> **Work instructions**:
How many lines in the entries below contain the word "railing"? Give only the number.

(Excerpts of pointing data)

——

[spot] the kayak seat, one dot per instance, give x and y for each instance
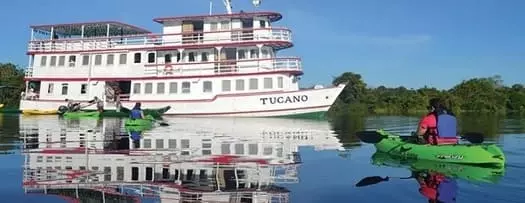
(446, 140)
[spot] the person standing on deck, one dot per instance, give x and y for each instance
(136, 112)
(439, 126)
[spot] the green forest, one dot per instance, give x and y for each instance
(476, 95)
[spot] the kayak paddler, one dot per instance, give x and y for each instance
(436, 187)
(136, 112)
(439, 126)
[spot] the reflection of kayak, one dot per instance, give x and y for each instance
(462, 171)
(146, 121)
(39, 112)
(464, 153)
(82, 114)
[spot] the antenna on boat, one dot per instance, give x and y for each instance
(228, 5)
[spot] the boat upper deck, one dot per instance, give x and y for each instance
(185, 32)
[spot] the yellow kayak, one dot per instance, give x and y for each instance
(39, 112)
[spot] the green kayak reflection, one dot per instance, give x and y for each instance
(437, 180)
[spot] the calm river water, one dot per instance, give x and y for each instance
(49, 159)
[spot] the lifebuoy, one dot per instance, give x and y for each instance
(168, 69)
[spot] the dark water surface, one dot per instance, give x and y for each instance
(49, 159)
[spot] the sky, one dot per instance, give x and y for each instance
(410, 43)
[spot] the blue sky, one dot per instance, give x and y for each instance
(404, 42)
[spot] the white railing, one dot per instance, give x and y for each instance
(179, 39)
(225, 67)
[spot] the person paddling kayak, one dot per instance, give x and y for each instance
(436, 187)
(136, 112)
(439, 126)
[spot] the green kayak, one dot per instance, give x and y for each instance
(467, 172)
(146, 121)
(489, 154)
(82, 114)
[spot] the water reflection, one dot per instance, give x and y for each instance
(219, 160)
(437, 180)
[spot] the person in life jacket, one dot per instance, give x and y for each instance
(436, 187)
(439, 126)
(136, 112)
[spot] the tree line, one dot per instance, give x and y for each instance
(476, 95)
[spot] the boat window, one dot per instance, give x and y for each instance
(167, 58)
(134, 173)
(186, 87)
(53, 61)
(136, 88)
(43, 60)
(268, 83)
(264, 53)
(185, 144)
(123, 59)
(173, 88)
(207, 86)
(254, 54)
(204, 56)
(98, 60)
(50, 88)
(172, 143)
(239, 84)
(148, 88)
(242, 54)
(191, 56)
(85, 60)
(262, 23)
(61, 60)
(226, 85)
(110, 59)
(159, 143)
(151, 58)
(225, 25)
(72, 60)
(239, 148)
(160, 88)
(83, 89)
(147, 144)
(136, 58)
(253, 149)
(120, 173)
(64, 88)
(213, 26)
(254, 84)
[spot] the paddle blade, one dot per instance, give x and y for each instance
(369, 136)
(473, 137)
(370, 181)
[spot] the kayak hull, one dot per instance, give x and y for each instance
(487, 154)
(82, 114)
(147, 121)
(39, 112)
(467, 172)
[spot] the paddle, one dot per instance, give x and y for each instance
(371, 180)
(374, 137)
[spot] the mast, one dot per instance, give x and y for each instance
(228, 5)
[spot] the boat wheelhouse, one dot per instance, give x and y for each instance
(206, 65)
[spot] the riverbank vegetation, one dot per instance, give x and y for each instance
(477, 95)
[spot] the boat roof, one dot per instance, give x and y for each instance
(273, 16)
(92, 28)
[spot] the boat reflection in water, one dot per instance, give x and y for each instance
(437, 180)
(188, 161)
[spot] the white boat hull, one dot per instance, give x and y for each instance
(267, 104)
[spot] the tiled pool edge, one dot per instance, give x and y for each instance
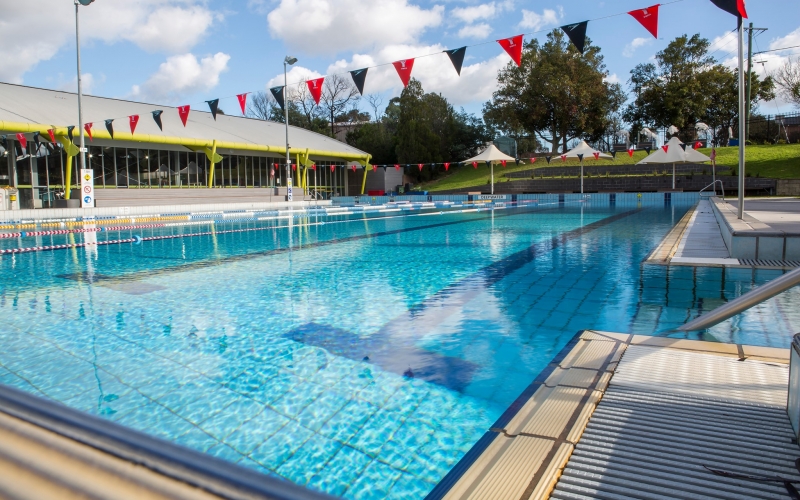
(172, 461)
(499, 470)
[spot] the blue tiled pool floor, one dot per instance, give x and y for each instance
(366, 366)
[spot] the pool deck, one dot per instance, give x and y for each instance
(711, 235)
(630, 416)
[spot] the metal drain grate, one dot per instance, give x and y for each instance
(769, 263)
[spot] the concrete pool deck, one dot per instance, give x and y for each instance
(711, 235)
(624, 416)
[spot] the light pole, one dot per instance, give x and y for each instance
(80, 93)
(288, 61)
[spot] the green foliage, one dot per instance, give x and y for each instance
(556, 93)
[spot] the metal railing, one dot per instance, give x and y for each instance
(746, 301)
(721, 186)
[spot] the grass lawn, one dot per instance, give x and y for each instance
(780, 161)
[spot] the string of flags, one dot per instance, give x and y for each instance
(513, 46)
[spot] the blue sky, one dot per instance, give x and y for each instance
(188, 51)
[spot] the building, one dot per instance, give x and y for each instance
(151, 164)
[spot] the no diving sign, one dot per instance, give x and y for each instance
(87, 188)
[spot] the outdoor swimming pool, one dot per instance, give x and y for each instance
(366, 361)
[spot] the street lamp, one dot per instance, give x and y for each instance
(80, 110)
(288, 61)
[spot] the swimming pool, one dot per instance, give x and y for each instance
(369, 358)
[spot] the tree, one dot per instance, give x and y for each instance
(788, 80)
(556, 93)
(338, 94)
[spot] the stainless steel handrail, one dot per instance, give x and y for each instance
(746, 301)
(721, 186)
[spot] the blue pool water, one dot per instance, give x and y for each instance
(369, 358)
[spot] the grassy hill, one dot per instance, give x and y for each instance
(780, 161)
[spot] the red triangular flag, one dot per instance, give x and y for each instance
(133, 119)
(648, 18)
(315, 87)
(242, 101)
(513, 46)
(403, 68)
(184, 112)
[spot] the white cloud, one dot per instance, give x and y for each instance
(535, 21)
(629, 49)
(181, 75)
(349, 24)
(479, 31)
(30, 34)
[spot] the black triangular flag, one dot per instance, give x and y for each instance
(457, 58)
(213, 104)
(157, 118)
(359, 77)
(577, 34)
(277, 93)
(734, 7)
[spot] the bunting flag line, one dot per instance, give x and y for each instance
(577, 34)
(315, 87)
(359, 77)
(157, 118)
(277, 93)
(183, 111)
(513, 46)
(648, 18)
(457, 57)
(213, 105)
(734, 7)
(403, 68)
(242, 101)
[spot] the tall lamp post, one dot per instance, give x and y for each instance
(288, 61)
(80, 93)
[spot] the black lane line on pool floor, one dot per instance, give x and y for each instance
(394, 347)
(137, 275)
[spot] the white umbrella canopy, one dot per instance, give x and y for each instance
(493, 156)
(584, 151)
(674, 153)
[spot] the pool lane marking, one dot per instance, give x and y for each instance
(394, 346)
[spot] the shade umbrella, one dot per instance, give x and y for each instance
(582, 151)
(676, 152)
(492, 155)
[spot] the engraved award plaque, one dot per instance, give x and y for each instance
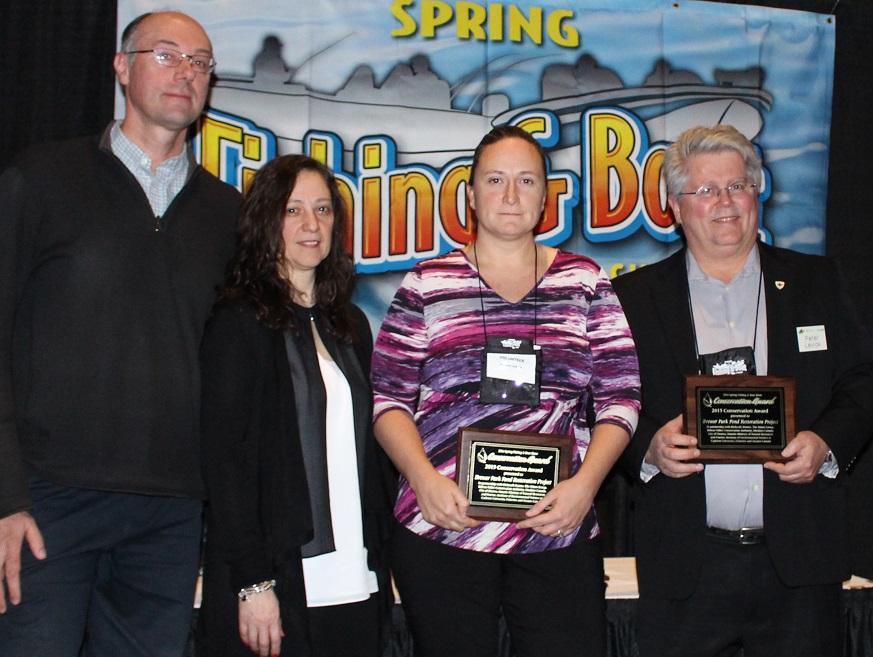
(504, 473)
(740, 418)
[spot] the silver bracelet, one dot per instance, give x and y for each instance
(260, 587)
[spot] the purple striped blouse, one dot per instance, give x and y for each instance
(427, 362)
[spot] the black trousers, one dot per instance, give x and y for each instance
(740, 602)
(118, 579)
(553, 601)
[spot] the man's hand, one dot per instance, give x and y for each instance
(805, 455)
(670, 450)
(14, 530)
(260, 625)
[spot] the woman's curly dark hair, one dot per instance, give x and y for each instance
(257, 271)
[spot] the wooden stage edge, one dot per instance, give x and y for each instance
(621, 583)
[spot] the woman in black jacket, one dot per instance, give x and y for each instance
(299, 493)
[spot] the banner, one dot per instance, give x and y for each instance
(394, 96)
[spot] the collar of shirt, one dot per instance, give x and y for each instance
(161, 186)
(725, 316)
(751, 268)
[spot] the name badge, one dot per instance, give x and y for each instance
(511, 370)
(520, 368)
(811, 338)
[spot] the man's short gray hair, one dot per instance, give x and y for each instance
(701, 139)
(128, 36)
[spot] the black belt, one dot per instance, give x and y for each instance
(745, 536)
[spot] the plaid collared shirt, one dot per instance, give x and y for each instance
(168, 179)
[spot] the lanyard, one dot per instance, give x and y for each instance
(754, 335)
(482, 300)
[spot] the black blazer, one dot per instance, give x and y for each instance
(258, 513)
(805, 523)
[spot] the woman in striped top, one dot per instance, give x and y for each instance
(544, 573)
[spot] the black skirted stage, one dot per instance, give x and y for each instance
(621, 611)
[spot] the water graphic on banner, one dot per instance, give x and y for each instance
(395, 96)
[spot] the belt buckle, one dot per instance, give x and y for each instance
(749, 536)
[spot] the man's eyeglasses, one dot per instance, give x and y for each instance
(172, 58)
(709, 192)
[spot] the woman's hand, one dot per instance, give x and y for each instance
(260, 626)
(441, 501)
(561, 510)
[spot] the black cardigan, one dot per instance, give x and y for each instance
(101, 317)
(258, 514)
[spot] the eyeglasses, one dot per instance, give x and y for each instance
(709, 192)
(173, 58)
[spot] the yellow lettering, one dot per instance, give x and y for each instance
(566, 36)
(613, 172)
(532, 25)
(495, 22)
(407, 23)
(434, 13)
(471, 21)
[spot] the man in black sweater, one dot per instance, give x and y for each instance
(112, 250)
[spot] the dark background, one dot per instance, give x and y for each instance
(56, 81)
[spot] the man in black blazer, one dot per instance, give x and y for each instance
(741, 555)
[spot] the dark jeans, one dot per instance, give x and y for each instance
(552, 601)
(740, 602)
(118, 579)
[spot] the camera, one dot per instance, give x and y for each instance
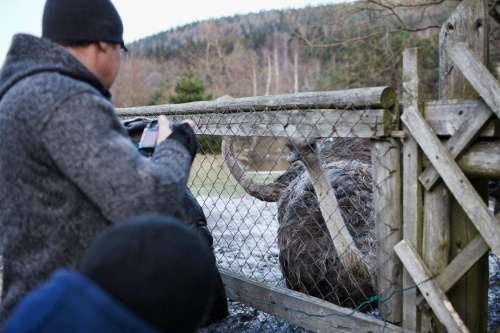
(149, 136)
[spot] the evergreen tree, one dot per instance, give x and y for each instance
(190, 89)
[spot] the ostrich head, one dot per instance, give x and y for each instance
(302, 149)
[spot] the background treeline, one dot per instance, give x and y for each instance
(329, 47)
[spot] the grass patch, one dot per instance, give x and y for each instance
(210, 177)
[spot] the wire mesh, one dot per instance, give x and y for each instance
(323, 244)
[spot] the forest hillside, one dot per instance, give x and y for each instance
(327, 47)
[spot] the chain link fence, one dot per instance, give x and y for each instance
(308, 226)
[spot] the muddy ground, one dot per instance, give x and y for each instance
(245, 236)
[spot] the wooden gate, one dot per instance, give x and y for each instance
(437, 236)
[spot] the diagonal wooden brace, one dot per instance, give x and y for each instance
(478, 75)
(460, 265)
(457, 144)
(454, 178)
(436, 298)
(489, 89)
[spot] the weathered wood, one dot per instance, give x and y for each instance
(482, 160)
(469, 23)
(460, 265)
(462, 189)
(386, 157)
(312, 123)
(457, 144)
(478, 75)
(282, 303)
(435, 241)
(446, 116)
(375, 98)
(412, 190)
(430, 289)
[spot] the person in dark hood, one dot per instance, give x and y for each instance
(151, 273)
(67, 166)
(191, 213)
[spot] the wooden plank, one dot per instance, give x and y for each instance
(478, 75)
(482, 160)
(446, 116)
(474, 251)
(460, 186)
(375, 97)
(468, 23)
(456, 145)
(432, 292)
(386, 157)
(327, 123)
(412, 190)
(308, 312)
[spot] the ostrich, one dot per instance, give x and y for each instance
(326, 233)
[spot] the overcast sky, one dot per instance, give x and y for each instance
(141, 18)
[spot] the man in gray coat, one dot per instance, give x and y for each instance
(68, 168)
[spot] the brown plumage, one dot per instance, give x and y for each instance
(341, 270)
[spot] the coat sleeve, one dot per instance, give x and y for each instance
(93, 151)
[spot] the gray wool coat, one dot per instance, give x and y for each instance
(68, 168)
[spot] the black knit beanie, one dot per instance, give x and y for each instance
(82, 20)
(157, 267)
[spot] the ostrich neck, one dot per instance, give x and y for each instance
(330, 209)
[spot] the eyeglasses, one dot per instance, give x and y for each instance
(123, 51)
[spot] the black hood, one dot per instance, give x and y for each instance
(29, 55)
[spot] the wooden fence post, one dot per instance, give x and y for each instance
(412, 190)
(469, 24)
(386, 161)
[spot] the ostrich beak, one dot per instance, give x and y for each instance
(292, 157)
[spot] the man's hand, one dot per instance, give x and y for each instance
(164, 128)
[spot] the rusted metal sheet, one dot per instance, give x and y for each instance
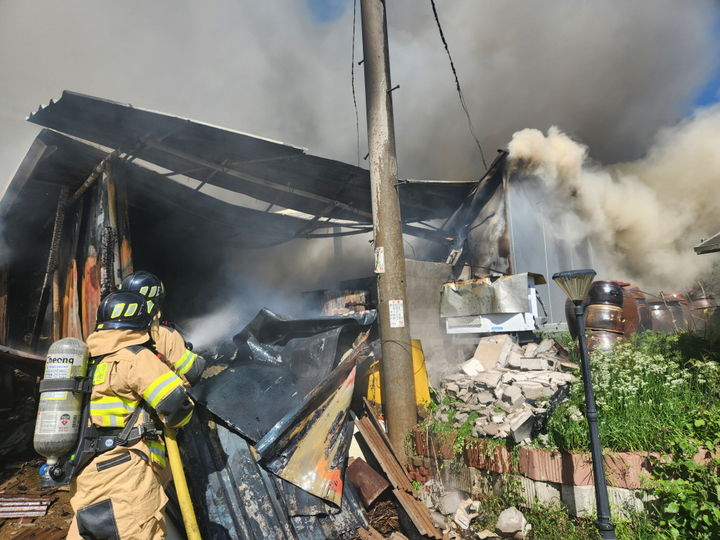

——

> **Finished exercise**:
2